What you will do ->
[a] Summarize the passage on cat scratch fever in two sentences.
[b] According to the cat scratch fever passage, how do cats become infected with Bartonella henselae?
[c] Write the next part of the cat scratch fever passage, picking up after its last line.

Document passage ->
Even if you do not own one, cats and kittens can be hard to avoid. After all, many feline owners allow their animals to roam freely in neighborhoods across New Jersey. Your friends and family members may also have cats in their homes.
If a cat scratches, bites or licks you, you may be vulnerable to cat scratch fever. The illness develops after exposure to Bartonella henselae, a type of bacteria that lives in the mouths of 30% to 40% of domesticated cats in the U.S.
How does bacteria infect cats?
The Bartonella henselae bacteria spreads through infected fleas. If healthy cats bite fleas or fight with an infected animal, the contagious germ may enter their bodies. Some infected cats may show no symptoms, while others may show symptoms of a serious infection. These include vomiting, lethargy, swollen lymph nodes and weight loss.
What are the symptoms of cat scratch fever?

Raw data ->
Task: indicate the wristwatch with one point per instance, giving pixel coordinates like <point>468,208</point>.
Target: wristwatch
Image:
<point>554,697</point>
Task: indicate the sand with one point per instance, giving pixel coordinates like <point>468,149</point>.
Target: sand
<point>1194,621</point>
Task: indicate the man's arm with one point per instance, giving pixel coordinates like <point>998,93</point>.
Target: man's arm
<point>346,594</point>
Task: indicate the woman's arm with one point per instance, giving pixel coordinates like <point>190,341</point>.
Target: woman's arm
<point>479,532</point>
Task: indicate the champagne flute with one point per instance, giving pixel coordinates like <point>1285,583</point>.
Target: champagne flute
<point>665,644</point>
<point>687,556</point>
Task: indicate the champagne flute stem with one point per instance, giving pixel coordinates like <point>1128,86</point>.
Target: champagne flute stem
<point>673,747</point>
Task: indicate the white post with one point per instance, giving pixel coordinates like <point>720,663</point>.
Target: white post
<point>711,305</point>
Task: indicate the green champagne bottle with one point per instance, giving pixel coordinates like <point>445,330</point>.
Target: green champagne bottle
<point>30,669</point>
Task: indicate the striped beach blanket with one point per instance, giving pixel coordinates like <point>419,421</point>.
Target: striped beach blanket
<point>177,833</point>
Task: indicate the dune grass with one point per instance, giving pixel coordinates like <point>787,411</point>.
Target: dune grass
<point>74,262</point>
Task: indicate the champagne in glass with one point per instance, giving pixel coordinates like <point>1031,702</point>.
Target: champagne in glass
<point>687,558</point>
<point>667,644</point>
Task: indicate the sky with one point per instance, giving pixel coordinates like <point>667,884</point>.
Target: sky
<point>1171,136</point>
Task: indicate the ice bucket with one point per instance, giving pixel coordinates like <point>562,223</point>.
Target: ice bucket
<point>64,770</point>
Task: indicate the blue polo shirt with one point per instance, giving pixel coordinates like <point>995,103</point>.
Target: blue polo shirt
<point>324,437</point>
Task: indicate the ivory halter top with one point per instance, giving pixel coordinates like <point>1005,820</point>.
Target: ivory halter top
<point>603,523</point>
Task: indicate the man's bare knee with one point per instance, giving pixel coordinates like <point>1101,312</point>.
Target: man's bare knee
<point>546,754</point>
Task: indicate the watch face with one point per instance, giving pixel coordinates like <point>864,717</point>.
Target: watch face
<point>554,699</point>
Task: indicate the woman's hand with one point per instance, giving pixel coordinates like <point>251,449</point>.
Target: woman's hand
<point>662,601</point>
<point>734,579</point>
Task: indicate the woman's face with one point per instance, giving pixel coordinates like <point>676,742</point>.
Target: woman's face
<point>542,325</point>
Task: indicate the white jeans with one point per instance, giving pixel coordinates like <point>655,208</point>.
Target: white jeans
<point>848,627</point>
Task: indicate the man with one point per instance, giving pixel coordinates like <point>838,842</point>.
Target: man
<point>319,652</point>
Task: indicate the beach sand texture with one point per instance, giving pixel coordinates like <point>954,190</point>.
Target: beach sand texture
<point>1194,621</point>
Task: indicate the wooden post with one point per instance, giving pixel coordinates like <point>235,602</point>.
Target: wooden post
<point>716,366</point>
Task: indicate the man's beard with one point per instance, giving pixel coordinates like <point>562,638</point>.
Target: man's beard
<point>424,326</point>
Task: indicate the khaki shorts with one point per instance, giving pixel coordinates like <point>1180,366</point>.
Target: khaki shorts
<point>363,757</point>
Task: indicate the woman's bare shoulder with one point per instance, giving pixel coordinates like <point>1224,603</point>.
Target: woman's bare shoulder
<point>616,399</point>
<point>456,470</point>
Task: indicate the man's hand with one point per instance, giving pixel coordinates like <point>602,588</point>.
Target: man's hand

Responses per task ->
[a] Cats are hard to avoid in New Jersey, and a scratch, bite or lick from one can expose a person to cat scratch fever, which comes from Bartonella henselae, a bacterium living in the mouths of 30% to 40% of domesticated cats in the U.S. Cats pick up the bacteria through infected fleas or fights with infected animals, and while some show no symptoms, others show vomiting, lethargy, swollen lymph nodes and weight loss.

[b] Cats become infected by biting infected fleas or by fighting with an infected animal.

[c]
In humans, the symptoms of cat scratch fever are similar to the ones cats exhibit. Contact your doctor if you develop any of the following symptoms after an animal attack:
- Low- or high-grade fever
- Nausea, vomiting or loss of appetite
- Dizziness, confusion or insomnia
- Swollen glands
What complications may you face?
While anyone is susceptible to cat scratch fever, children and teenagers are particularly at risk. Fortunately, the illness may resolve on its own without medical intervention. In some cases, though, cat scratch fever leads to serious complications. These include chronic joint pain, organ damage and even death.
To minimize your chances of developing an illness-related complication, you must closely monitor both your symptoms and your recovery. If your health is not improving, you may need follow-up or specialist care.